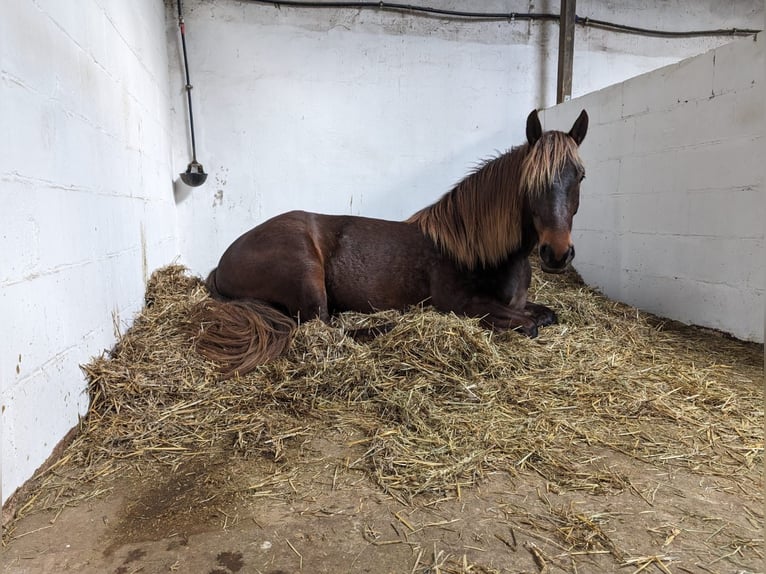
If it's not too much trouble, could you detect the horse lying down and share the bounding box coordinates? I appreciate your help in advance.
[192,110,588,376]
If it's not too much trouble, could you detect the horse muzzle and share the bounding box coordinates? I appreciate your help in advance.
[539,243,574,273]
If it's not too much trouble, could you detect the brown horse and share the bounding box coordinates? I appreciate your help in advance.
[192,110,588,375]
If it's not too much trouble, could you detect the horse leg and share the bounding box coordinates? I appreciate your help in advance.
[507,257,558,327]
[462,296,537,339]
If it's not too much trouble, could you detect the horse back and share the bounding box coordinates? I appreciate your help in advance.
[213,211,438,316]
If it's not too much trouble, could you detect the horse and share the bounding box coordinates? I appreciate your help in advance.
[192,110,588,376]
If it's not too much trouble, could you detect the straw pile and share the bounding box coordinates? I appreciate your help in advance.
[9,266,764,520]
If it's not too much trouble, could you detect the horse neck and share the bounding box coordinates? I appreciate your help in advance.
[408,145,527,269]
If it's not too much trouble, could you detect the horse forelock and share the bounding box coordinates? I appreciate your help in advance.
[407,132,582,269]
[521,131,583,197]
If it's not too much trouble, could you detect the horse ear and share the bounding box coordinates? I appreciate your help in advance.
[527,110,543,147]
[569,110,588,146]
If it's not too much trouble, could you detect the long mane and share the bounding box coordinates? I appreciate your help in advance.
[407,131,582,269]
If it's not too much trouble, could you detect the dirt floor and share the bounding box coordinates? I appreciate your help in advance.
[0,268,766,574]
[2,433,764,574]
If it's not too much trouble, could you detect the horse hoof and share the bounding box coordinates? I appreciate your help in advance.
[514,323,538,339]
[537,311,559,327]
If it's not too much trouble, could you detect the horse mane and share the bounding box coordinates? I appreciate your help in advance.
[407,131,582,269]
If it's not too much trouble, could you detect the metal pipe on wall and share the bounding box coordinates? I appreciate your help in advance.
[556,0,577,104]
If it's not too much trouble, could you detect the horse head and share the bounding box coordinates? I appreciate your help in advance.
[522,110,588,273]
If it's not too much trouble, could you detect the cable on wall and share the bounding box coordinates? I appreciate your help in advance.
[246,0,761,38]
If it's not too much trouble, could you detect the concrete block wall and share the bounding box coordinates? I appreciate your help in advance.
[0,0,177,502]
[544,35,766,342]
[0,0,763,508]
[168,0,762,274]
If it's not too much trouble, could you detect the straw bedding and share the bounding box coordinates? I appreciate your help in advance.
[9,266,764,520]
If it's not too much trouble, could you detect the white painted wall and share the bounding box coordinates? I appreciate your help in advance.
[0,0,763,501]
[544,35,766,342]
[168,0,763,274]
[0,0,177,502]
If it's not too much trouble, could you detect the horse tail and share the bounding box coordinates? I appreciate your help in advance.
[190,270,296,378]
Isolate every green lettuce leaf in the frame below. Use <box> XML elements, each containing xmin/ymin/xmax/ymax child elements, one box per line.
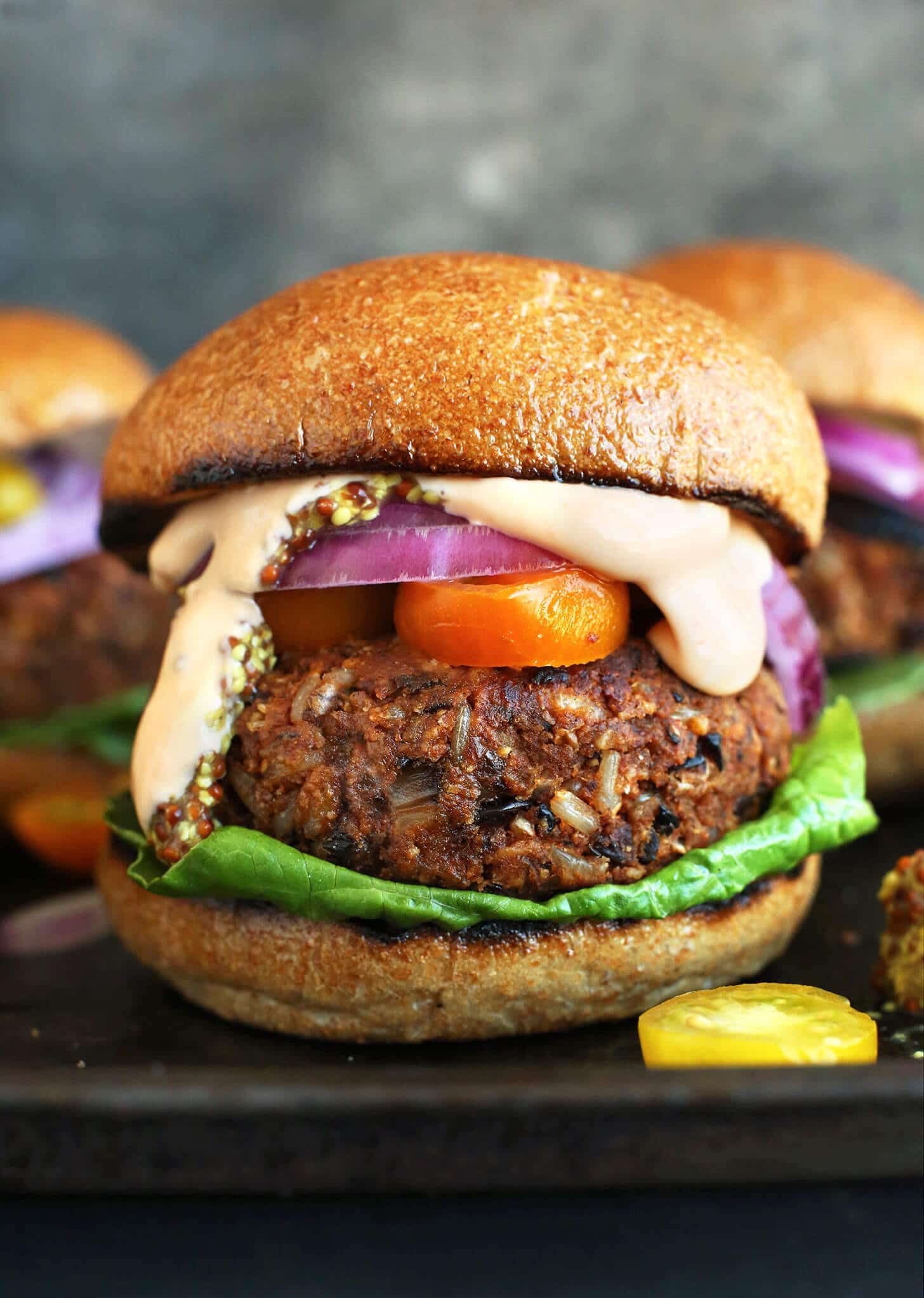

...

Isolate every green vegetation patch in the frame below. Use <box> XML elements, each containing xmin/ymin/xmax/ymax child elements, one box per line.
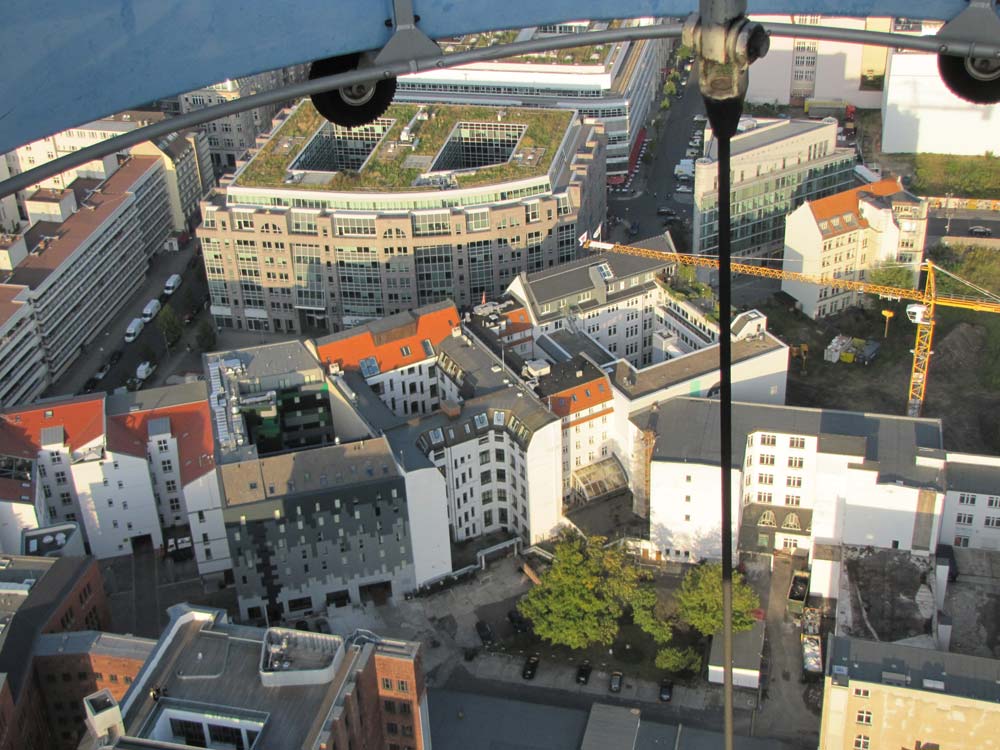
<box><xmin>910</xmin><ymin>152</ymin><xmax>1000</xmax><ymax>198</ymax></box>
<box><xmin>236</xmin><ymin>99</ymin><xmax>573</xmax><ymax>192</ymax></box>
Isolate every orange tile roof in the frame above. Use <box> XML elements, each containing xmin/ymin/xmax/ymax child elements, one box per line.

Given instruction: Gather every line of the records above that contains the word "mane" and copy each one.

Solution:
If it's not too much trouble, could you detect the long mane and share the bounding box coordinates? I appreciate your help in advance.
If it's not too much trouble, could you detect the horse mane and share the bounding box coordinates? I appreciate your help in advance.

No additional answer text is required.